== Aufgaben ==
a – Gib aus dem Text über True Crime den Abschnitt von "Warum True Crime" bis "Geschichten so leidenschaftlich?" wortgetreu aus.
b – Liefere die Fortsetzung des Textes über die Faszination für True Crime, beginnend nach seinem letzten Satz.

== Textauszug ==

────────────────────────────────────────

Warum True Crime uns so fasziniert – und was das mit unserer Psyche macht
Der Nervenkitzel des Grauens
Ob beim Einschlafen mit dem Podcast "Mordlust" im Ohr oder beim Binge-Watching von Netflix-Serien wie "Dahmer" – True Crime ist allgegenwärtig. Doch warum konsumieren wir diese oft brutalen Geschichten so leidenschaftlich?
Dr. Corinna Perchtold-Stefan, Psychologin an der Uni Graz, hat genau das untersucht. Sie führte die erste groß angelegte Studie zum Thema True Crime in Österreich durch. "In den letzten Jahren wurde sehr viel darüber spekuliert, warum Menschen, ganz besonders Frauen, sich so sehr für wahre Verbrechen interessieren und ob das nicht eine besorgniserregende Entwicklung ist", sagt sie.

────────────────────────────────────────

== Bereitgestelltes Material ==

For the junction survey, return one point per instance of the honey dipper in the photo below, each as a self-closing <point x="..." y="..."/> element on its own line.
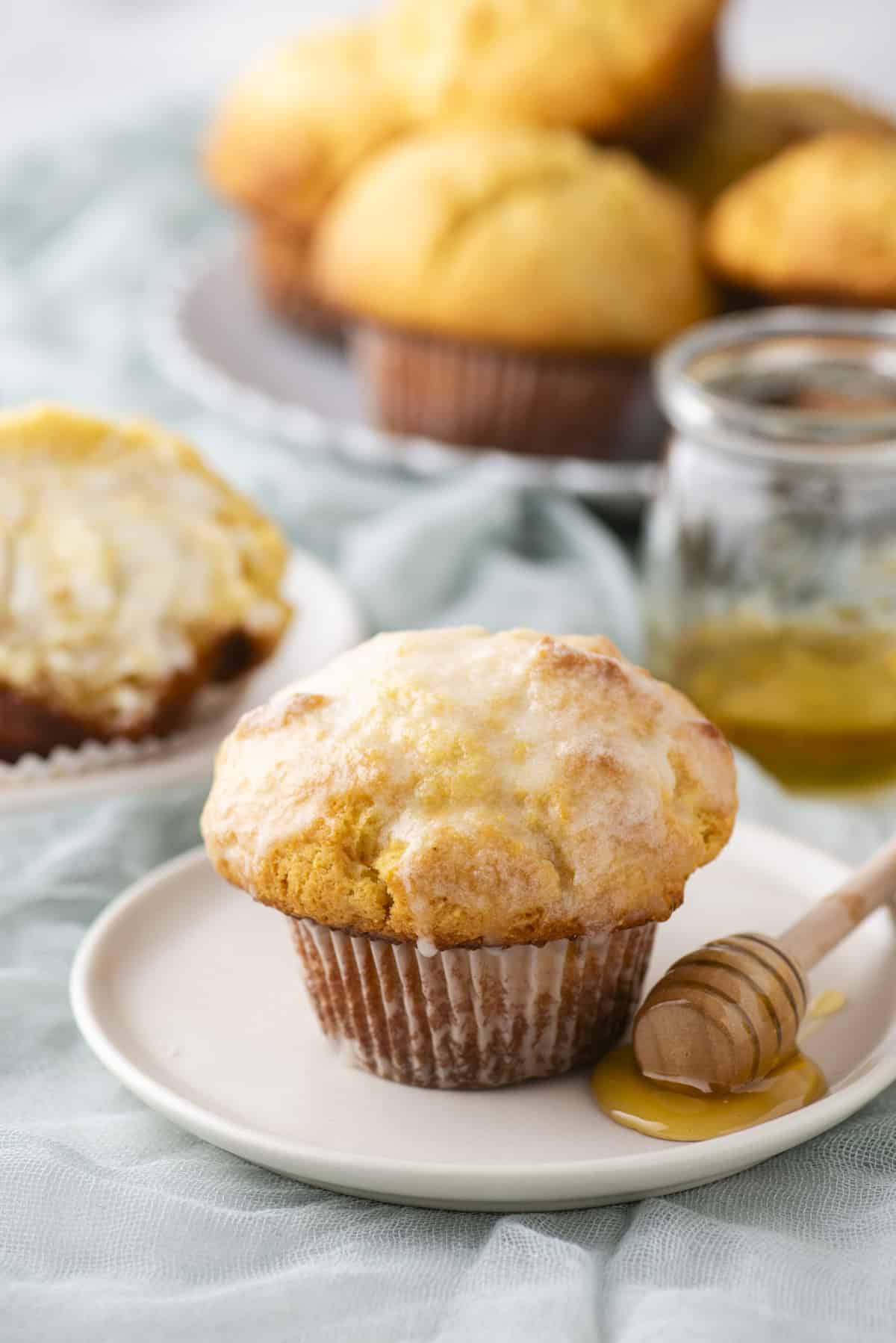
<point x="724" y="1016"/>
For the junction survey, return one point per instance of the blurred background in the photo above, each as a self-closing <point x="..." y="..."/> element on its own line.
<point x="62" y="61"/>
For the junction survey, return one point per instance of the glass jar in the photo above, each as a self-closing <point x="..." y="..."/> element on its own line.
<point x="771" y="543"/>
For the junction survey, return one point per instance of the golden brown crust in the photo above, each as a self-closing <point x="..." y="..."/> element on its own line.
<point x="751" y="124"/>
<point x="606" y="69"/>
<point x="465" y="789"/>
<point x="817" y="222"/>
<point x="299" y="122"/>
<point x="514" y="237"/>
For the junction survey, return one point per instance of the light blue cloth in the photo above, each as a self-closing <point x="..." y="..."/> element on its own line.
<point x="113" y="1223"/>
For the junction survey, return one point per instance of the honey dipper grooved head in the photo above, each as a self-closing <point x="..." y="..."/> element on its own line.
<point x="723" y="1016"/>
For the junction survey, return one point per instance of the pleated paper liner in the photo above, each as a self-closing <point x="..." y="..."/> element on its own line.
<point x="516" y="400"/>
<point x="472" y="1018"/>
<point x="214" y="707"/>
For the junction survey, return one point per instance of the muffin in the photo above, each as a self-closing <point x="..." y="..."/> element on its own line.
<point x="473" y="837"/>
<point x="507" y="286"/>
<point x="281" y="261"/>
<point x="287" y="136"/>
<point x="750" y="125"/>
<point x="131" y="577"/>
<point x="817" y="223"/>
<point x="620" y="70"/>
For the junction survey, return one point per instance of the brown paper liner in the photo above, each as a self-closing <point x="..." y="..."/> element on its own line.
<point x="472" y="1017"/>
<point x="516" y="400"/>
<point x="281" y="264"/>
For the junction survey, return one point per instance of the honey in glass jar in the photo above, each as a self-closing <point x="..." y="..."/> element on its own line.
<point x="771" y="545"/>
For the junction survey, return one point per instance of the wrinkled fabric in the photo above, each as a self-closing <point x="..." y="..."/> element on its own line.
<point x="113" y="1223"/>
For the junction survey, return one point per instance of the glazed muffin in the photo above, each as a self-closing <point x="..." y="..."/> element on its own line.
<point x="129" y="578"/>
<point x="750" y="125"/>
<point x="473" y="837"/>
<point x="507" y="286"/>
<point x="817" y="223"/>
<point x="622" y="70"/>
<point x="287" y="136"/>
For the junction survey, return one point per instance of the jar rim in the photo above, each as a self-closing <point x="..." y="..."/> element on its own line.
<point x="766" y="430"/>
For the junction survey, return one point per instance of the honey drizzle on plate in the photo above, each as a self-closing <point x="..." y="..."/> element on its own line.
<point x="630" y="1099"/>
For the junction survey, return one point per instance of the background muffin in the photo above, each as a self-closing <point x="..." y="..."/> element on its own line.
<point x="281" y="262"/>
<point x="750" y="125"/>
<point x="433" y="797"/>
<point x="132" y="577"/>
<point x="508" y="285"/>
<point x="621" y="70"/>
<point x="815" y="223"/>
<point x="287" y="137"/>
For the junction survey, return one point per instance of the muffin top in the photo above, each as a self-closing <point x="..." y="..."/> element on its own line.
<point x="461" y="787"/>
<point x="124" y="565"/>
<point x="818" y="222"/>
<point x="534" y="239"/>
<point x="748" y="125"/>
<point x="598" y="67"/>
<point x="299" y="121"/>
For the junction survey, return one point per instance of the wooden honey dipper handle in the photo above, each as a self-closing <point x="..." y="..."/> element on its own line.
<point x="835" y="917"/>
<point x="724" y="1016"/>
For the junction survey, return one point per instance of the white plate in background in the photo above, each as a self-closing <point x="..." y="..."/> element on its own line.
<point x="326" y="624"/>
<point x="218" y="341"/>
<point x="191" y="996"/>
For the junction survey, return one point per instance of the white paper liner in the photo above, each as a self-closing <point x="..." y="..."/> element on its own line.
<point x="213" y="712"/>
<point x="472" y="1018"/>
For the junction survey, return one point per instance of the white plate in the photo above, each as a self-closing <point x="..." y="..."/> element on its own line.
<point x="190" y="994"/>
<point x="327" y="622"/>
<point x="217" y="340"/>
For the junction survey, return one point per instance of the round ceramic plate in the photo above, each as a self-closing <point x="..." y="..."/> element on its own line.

────────────────────────────────────────

== Lösungen ==
a –
Warum True Crime uns so fasziniert – und was das mit unserer Psyche macht
Der Nervenkitzel des Grauens
Ob beim Einschlafen mit dem Podcast "Mordlust" im Ohr oder beim Binge-Watching von Netflix-Serien wie "Dahmer" – True Crime ist allgegenwärtig. Doch warum konsumieren wir diese oft brutalen Geschichten so leidenschaftlich?

b –
Für ihre Studie befragte sie 600 Personen. Das Ergebnis: "Die Personen, die sich als True-Crime-Fans bezeichnen, sind tatsächlich eher weiblich. Etwa sieben Stunden pro Woche befassen sie sich mit wahren Verbrechen. Bei den Männern sind es rund drei Stunden." Zwei Hauptgründe nannte sie: "Frauen wollen durch True Crime lernen, wie sie sich besser auf Gefahren im echten Leben vorbereiten können." Und: "Frauen hofften eher, dass True Crime ihnen dabei hilft, besser mit ihren Ängsten und Sorgen rund um Verbrechen umzugehen."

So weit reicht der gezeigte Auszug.